Trascrivi senza modifiche la parte dell'articolo sul film dedicato alle vittime dell'amianto che comincia con "Una delle quasi 2" e prosegue fino a "Mesotelioma di Inail.".

### Brano del documento
*-*-*

Eternit, un film per ricordare le vittime dell'amianto

ROMA - E' la storia del rapporto tra un padre (Giorgio Colangeli) e un figlio (Marco D'Amore), che si ricuce intorno a una drammatica ingiustizia: quella di Eternit, la fabbrica che prometteva “eternità” - e che proprio da questa promessa trasse il nome per il suo prodotto – ma dispensava morte. “Un posto sicuro”, di Francesco Ghiaccio e Marco D'Amore (Indiana production), uscirà presto al cinema: le riprese sono terminate a febbraio, a Casale Monferrato. E' la storia di una vita spezzata, quella di un uomo ormai anziano, migrato dal sud al nord, abbagliato dalla lucentezza di quella promessa e dall'imponenza di quella fabbrica che, invece, lo avrebbe avvelenato. 

Una delle quasi 2 mila vite spezzate, soltanto a Casale Monferrato e nella provincia di Alessandria: veri e propri omicidi, prescritti e rimasti impuniti. Nessuno ha pagato, nessuno è stato risarcito. La Corte di Cassazione, il 23 febbraio scorso, ha tolto alle famiglie anche l'ultima speranza: quella di vedere i colpevoli puniti e la morte dei proprio cari riconosciuta come crimine. Perché l'amianto, oggi si sa, uccide: circa centomila le sue vittime ogni anno nel mondo, secondo l'Organizzazione mondiale della Sanità. E si prevede che il picco massimo di morti ci sarà nei prossimi anni, tra il 2015 e il 2020. Se ne torna a parlare oggi, in occasione della giornata mondiale per la sicurezza del Lavoro, ma anche delle vittime dell'amianto: che sono, queste ultime, circa 4 mila ogni anno, soltanto in Italia, secondo i dati del Registro Nazionale Mesotelioma di Inail. 

Una vera tragedia collettiva, che “Un posto sicuro” prova a raccontare, attraverso gli ultimi giorni di vita di un operaio ormai molto malato, che fino all'ultimo chiederà giustizia, insieme ai suoi colleghi di un tempo, o alle famiglie di quelli che non ci sono più, uccisi prima di lui dalle scorie che hanno respirato. Le battaglie di Casale Monferrato e dei suoi cittadini sono sullo sfondo, mentre la narrazione si concentra sul rapporto tra Luca e suo padre, che rinasce proprio intorno all'attesa di una morte inevitabile: una morte dolorosa, preceduta da molte agonie, perché così si muore di amianto. Luca fa il pagliaccio alle feste: vive distante dal padre, non sa nulla della sua malattia, non c'è rapporto tra i due. Poi, un giorno, una crisi forte, una telefonata dall'ospedale e la presa di coscienza: Luca si trasforma in un pagliaccio triste, perde l'orientamento di fronte alla potenza di quel che sta accadendo: come un vortice, irrompe nella sua esistenza la vita del padre, il suo passato da operaio, con la fabbrica che da “mamma” si trasforma in matrigna, o in vero e proprio mostro. Da quel momento, Luca sceglie di stare accanto al padre, condividendone le sofferenze, le memorie e le battaglie. Perché Eternit era un inganno, non era il “posto sicuro” che sembrava e a cui in tanti, a Monferrato, avevano brindato. Ed è questo il dramma che il film porta sullo schermo: quello di un operaio e di mille operai, arrivati da tutta Italia richiamati dal bagliore di quella fabbrica e poi condannati a morte proprio da lei, a cui si erano consegnati senza riserve. Luca, alla fine, non sarà più un pagliaccio, ma un attore drammatico che veste i panni di suo padre chiede giustizia al posto suo e di tutti quelli che non possono più chiederla.

*-*-*

### Dati forniti
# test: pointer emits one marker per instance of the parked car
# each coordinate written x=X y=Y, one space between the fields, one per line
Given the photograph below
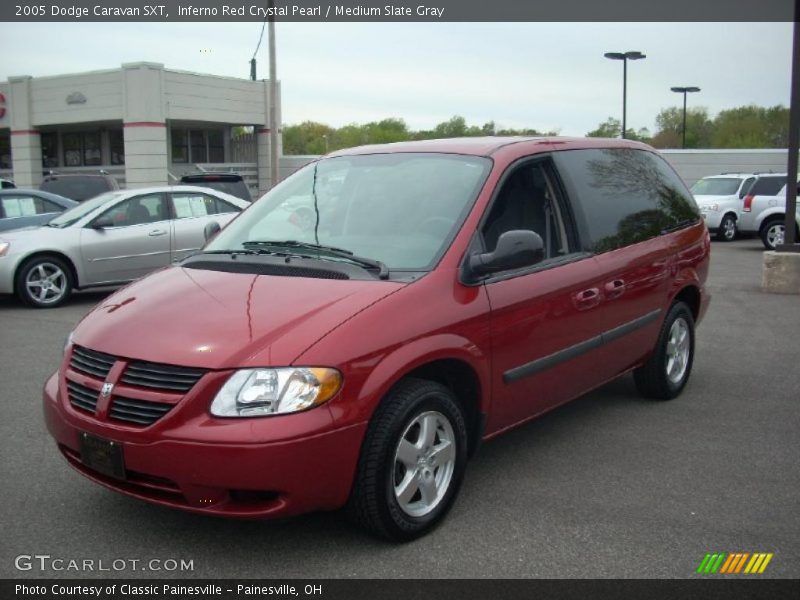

*-*-*

### Svolgimento
Una delle quasi 2 mila vite spezzate, soltanto a Casale Monferrato e nella provincia di Alessandria: veri e propri omicidi, prescritti e rimasti impuniti. Nessuno ha pagato, nessuno è stato risarcito. La Corte di Cassazione, il 23 febbraio scorso, ha tolto alle famiglie anche l'ultima speranza: quella di vedere i colpevoli puniti e la morte dei proprio cari riconosciuta come crimine. Perché l'amianto, oggi si sa, uccide: circa centomila le sue vittime ogni anno nel mondo, secondo l'Organizzazione mondiale della Sanità. E si prevede che il picco massimo di morti ci sarà nei prossimi anni, tra il 2015 e il 2020. Se ne torna a parlare oggi, in occasione della giornata mondiale per la sicurezza del Lavoro, ma anche delle vittime dell'amianto: che sono, queste ultime, circa 4 mila ogni anno, soltanto in Italia, secondo i dati del Registro Nazionale Mesotelioma di Inail.